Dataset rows
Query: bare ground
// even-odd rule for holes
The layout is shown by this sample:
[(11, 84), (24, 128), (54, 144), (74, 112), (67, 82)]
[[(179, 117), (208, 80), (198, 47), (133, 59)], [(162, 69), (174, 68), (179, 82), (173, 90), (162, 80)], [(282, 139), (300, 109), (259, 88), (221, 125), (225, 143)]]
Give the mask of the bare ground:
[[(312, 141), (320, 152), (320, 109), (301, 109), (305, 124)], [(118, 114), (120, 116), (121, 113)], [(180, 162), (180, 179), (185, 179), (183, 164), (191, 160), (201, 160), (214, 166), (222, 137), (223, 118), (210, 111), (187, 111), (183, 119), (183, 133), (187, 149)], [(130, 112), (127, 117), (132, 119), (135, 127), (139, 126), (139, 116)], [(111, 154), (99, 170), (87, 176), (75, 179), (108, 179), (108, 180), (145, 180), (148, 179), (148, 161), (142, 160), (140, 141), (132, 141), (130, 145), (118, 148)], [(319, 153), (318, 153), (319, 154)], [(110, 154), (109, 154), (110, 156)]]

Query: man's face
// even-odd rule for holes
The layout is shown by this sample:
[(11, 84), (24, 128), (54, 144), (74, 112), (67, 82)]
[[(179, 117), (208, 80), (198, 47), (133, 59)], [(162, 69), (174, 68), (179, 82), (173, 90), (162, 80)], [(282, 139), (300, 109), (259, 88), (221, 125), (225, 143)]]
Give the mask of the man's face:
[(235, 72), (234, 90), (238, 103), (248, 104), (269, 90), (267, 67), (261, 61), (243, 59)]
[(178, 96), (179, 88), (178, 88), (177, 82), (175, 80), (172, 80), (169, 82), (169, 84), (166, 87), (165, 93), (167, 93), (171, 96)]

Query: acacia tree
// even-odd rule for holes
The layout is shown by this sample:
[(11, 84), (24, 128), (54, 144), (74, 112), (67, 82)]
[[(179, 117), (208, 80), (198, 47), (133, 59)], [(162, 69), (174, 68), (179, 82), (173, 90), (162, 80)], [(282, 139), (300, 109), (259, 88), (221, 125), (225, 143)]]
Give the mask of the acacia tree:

Your task:
Write out again the lines from the one holding "Query: man's face" through the end of the listing, both ends included, with the requests kept. Shift every coordinate in the answers by adding 54 to it.

Answer to this task:
Query: man's face
// even-odd rule for holes
The layout is shown by this sample:
[(11, 84), (24, 128), (54, 144), (74, 112), (67, 82)]
[[(179, 117), (208, 80), (198, 47), (133, 59)], [(162, 69), (174, 68), (179, 82), (173, 90), (162, 80)], [(282, 139), (300, 109), (259, 88), (221, 125), (225, 143)]]
Give the mask of the man's face:
[(289, 126), (288, 144), (292, 157), (302, 158), (323, 144), (321, 121), (315, 115), (297, 113)]
[(232, 150), (233, 142), (232, 142), (231, 136), (229, 134), (226, 134), (223, 136), (223, 138), (220, 141), (219, 147), (221, 147), (225, 150)]

Query: acacia tree
// even-odd rule for holes
The layout is shown by this sample:
[(11, 84), (24, 128), (54, 144), (74, 112), (67, 82)]
[[(179, 117), (208, 80), (198, 47), (133, 59)], [(162, 69), (174, 68), (179, 82), (173, 90), (162, 80)], [(282, 139), (300, 109), (259, 88), (221, 125), (225, 143)]]
Give the mask of the acacia tree:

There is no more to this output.